STI closes down 6% in worst trading session since 2008 after oil price shock

Oil prices plunged as much as 31.5 per cent after Saudi Arabia started a price war following Russia's refusal to agree to a further steep cut in oil output.
Oil prices plunged as much as 31.5 per cent after Saudi Arabia started a price war following Russia's refusal to agree to a further steep cut in oil output.PHOTO: REUTERS

SINGAPORE (REUTERS, THE BUSINESS TIMES)- Singapore shares fell the most in more than 11 years on Monday (March 9), leading a broad tumble in South-east Asian stocks, as fears over the economic impact of the coronavirus epidemic and a crash in oil prices triggered a steep sell-off.

Oil prices plunged as much as 31.5 per cent - the most since 1991 - after Saudi Arabia started a price war following Russia's refusal to agree to a further steep cut in oil output.

Singapore's oil-related shares were hard hit, with Keppel Corp losing 9.7 per cent to close at $5.62, its lowest since November 2016.

Petrochemical firm Sembcorp Industries tumbled nearly 10 per cent to hit a more-than-15-year low.

Meanwhile, jet fuel trader China Aviation Oil dropped 9.3 per cent to $0.98. Rex International lost 28.8 per cent to 12.6 Singapore cents, with 130.6 million shares changing hands, the most on the Singapore bourse.

(Records from a data collection)

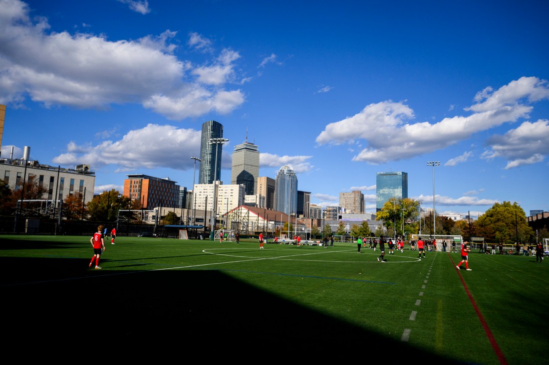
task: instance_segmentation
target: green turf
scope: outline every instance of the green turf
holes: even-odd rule
[[[395,363],[500,363],[464,283],[509,363],[545,360],[536,349],[546,342],[549,261],[535,257],[473,252],[473,271],[458,272],[459,254],[418,260],[406,250],[380,263],[378,251],[359,255],[350,244],[260,250],[255,242],[118,237],[107,240],[96,271],[85,237],[0,239],[4,329],[27,344],[62,339],[85,349],[98,328],[122,349],[185,344],[222,349],[210,354],[221,358],[260,340],[272,356],[360,350]]]

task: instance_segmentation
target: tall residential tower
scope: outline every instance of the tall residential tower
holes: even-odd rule
[[[212,184],[214,176],[220,179],[221,175],[221,154],[222,144],[211,144],[211,138],[223,137],[223,126],[215,120],[209,120],[202,124],[200,138],[200,169],[198,173],[199,184]],[[217,153],[217,161],[216,154]],[[216,163],[217,162],[217,163]]]

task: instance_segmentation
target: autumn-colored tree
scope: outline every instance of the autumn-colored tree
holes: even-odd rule
[[[174,211],[169,211],[166,214],[164,218],[160,222],[160,224],[176,224],[179,223],[179,217]]]
[[[4,180],[0,180],[0,214],[11,214],[13,210],[12,205],[12,189]]]
[[[488,241],[523,243],[535,237],[524,211],[516,202],[496,203],[479,217],[477,224],[479,234]]]
[[[347,230],[345,229],[345,224],[341,221],[339,221],[339,225],[338,226],[338,229],[335,231],[335,234],[338,235],[345,235],[347,234]]]
[[[314,238],[317,238],[321,235],[320,229],[316,226],[313,226],[311,227],[311,237]]]
[[[324,237],[329,237],[332,235],[332,227],[330,227],[329,224],[324,225],[324,230],[323,232]]]
[[[83,205],[83,200],[84,194],[79,192],[67,195],[63,200],[63,216],[68,220],[79,220],[85,217],[87,209],[85,205]]]
[[[405,232],[415,233],[416,225],[413,222],[418,218],[419,206],[419,202],[417,200],[408,198],[399,199],[393,198],[385,202],[382,210],[377,212],[376,219],[383,221],[387,232],[396,232],[397,235],[404,235]]]
[[[363,221],[360,224],[353,224],[351,227],[351,234],[354,237],[368,237],[372,235],[372,231],[368,226],[368,222]]]
[[[113,189],[94,196],[88,203],[88,213],[92,221],[113,222],[116,220],[119,210],[128,209],[130,206],[130,199]]]

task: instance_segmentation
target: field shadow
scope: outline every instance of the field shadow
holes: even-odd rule
[[[82,269],[87,263],[0,257],[5,348],[25,358],[53,350],[57,360],[82,354],[94,361],[253,361],[256,353],[346,361],[356,352],[389,363],[456,362],[222,272]]]

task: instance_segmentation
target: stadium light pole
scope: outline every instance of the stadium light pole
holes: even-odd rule
[[[433,234],[436,234],[436,226],[435,225],[435,217],[436,214],[435,212],[435,166],[440,166],[439,161],[428,161],[427,166],[433,166]]]
[[[214,222],[213,224],[210,224],[210,227],[213,227],[213,231],[214,234],[215,234],[215,224],[216,224],[216,216],[215,216],[215,209],[217,207],[216,206],[216,182],[217,181],[217,150],[219,149],[219,145],[223,144],[225,142],[229,142],[229,140],[227,138],[210,138],[210,144],[215,145],[215,161],[214,164],[214,200],[211,203],[211,216],[210,217],[210,220],[213,218]],[[210,222],[211,223],[211,222]]]
[[[194,190],[194,176],[195,176],[195,173],[197,171],[197,161],[198,161],[198,162],[201,162],[202,160],[199,159],[198,157],[194,157],[194,156],[192,156],[191,157],[191,159],[194,160],[194,167],[193,167],[193,200],[191,202],[191,209],[192,209],[193,203],[194,202],[194,199],[195,199],[194,196],[195,194],[196,194],[196,192]],[[196,206],[195,204],[195,206]],[[193,209],[193,222],[192,222],[193,226],[194,225],[195,223],[194,214],[195,214],[194,209]]]

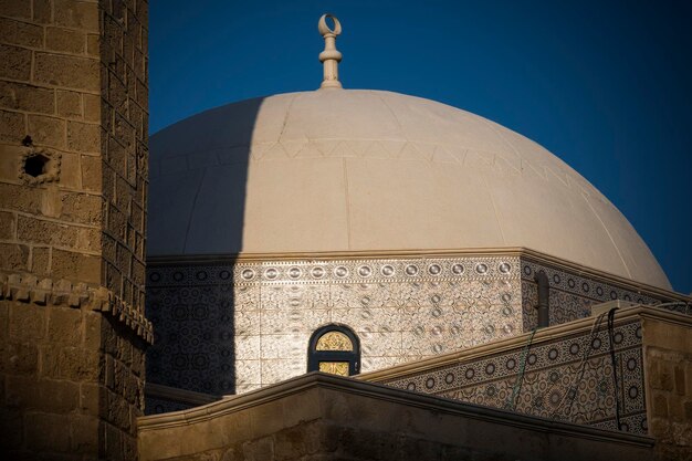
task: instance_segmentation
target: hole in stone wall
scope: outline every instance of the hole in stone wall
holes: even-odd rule
[[[41,154],[28,157],[24,160],[24,172],[36,178],[48,171],[48,163],[50,159]]]

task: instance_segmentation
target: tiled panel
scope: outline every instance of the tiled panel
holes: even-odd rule
[[[656,298],[633,291],[625,290],[615,284],[594,280],[584,274],[570,273],[565,270],[541,265],[532,261],[521,261],[522,271],[522,328],[530,332],[536,327],[538,316],[537,284],[534,276],[544,271],[548,277],[549,319],[551,325],[572,322],[591,315],[591,305],[614,300],[636,302],[639,304],[659,304],[668,301]],[[680,306],[671,306],[675,310]],[[682,306],[684,308],[684,306]]]
[[[364,371],[459,350],[521,331],[520,287],[518,258],[500,256],[150,268],[148,378],[209,394],[287,379],[331,323],[356,332]]]
[[[617,398],[622,430],[646,434],[640,322],[616,325],[614,343],[617,385],[605,321],[593,333],[525,345],[385,384],[607,429],[616,429]]]

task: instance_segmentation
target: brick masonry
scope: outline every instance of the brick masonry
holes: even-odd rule
[[[0,451],[135,459],[146,0],[0,1]]]

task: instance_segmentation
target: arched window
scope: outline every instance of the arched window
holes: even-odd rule
[[[350,328],[326,325],[310,338],[307,370],[350,376],[360,373],[360,343]]]

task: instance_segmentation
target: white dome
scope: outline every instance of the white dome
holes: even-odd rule
[[[148,254],[523,247],[669,289],[627,219],[532,140],[380,91],[249,99],[150,139]]]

_Problem 1_: In the article on the Singapore stock market fall, by what percentage did Keppel Corp's shares drop?
_Problem 2_: Using the article on the Singapore stock market fall, explain why oil prices plunged.
_Problem 3_: For each statement, say whether it agrees with the article on the Singapore stock market fall: (a) Oil prices fell by as much as 31.5 per cent, the largest drop since 1991. (b) Sembcorp Industries fell to its lowest level since November 2016. (c) Rex International had more shares change hands than any other stock on the Singapore bourse.
The entries after the article play no part in the work here.

_Your response 1_: Keppel Corp lost 9.7 per cent, closing at $5.62.

_Your response 2_: Oil prices plunged after Saudi Arabia started a price war. Saudi Arabia did so following Russia's refusal to agree to a further steep cut in oil output.

_Your response 3_:
(a) Yes: "Oil prices plunged as much as 31.5 per cent - the most since 1991"
(b) No: "Petrochemical firm Sembcorp Industries tumbled nearly 10 per cent to hit a more-than-15-year low."
(c) Yes: "with 130.6 million shares changing hands, the most on the Singapore bourse."